Records from a dataset:
━━━━━━━━━━

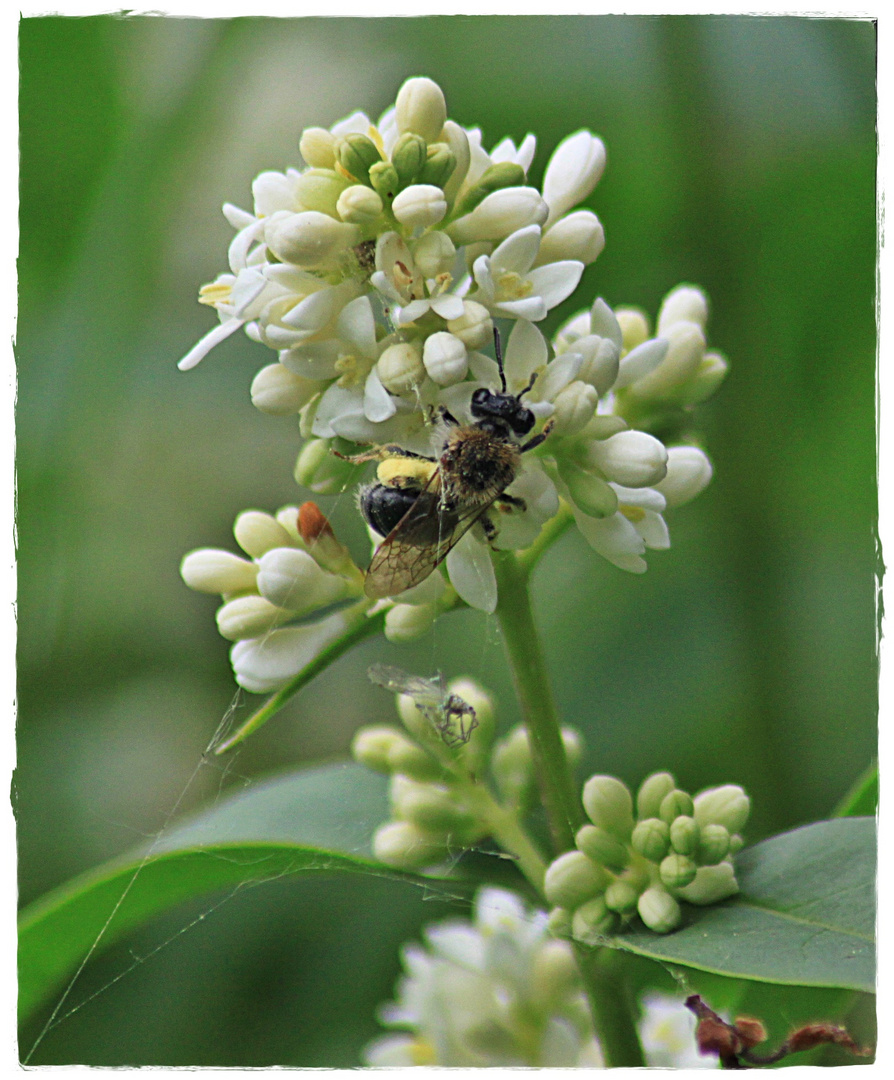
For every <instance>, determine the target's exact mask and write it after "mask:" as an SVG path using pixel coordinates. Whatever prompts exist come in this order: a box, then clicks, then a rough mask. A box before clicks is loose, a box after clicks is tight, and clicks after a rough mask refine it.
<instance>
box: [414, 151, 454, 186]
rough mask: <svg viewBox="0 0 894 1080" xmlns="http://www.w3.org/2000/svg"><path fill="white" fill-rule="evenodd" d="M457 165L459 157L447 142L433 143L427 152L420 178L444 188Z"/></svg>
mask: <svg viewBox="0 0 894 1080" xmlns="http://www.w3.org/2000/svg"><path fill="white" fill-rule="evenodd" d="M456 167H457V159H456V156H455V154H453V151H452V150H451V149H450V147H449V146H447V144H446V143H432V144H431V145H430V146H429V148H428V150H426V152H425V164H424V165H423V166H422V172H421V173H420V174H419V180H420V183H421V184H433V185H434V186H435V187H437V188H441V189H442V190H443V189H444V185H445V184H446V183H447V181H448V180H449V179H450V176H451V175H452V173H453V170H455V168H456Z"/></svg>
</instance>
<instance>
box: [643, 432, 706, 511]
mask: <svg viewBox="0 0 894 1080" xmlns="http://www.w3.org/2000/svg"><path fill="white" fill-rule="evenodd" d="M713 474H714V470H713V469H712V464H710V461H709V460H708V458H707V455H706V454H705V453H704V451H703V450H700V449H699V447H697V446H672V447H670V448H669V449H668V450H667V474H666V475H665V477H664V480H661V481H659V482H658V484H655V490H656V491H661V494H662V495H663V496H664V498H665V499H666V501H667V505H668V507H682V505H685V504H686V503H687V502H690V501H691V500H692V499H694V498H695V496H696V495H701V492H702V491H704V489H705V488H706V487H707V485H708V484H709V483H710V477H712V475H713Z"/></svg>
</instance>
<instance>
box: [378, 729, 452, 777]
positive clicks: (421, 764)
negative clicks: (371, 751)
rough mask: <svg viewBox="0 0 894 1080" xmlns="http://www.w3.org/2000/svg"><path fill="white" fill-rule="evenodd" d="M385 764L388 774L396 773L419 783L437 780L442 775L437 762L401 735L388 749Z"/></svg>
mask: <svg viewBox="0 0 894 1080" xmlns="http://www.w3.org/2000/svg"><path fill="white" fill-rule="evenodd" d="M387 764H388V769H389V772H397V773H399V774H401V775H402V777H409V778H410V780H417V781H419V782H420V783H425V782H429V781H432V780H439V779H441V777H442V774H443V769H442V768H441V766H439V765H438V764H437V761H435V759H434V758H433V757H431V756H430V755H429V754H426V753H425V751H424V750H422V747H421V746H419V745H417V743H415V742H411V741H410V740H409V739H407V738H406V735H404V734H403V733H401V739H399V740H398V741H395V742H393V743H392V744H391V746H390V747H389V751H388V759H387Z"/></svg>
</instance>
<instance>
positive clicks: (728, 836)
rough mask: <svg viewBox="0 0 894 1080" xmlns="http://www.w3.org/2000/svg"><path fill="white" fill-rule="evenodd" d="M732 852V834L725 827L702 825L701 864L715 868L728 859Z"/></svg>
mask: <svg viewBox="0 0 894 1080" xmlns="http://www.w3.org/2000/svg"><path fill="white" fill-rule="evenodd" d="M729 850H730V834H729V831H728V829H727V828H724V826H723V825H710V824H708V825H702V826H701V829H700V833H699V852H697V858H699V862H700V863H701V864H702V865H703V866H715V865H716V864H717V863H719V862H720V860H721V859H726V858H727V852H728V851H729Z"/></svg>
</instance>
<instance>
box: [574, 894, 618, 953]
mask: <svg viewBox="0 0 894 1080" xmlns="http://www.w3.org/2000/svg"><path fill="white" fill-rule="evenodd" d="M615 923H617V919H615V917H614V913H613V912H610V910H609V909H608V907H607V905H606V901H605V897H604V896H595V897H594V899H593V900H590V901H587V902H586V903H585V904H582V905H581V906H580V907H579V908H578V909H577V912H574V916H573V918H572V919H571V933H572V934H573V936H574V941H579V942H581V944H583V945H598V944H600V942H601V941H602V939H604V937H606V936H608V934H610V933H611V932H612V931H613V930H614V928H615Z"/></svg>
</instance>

━━━━━━━━━━

**TASK PROMPT:**
All lines of the data above that include the word "positive" must be shown.

**PROBLEM SOLUTION:**
positive clicks: (421, 764)
positive clicks: (728, 836)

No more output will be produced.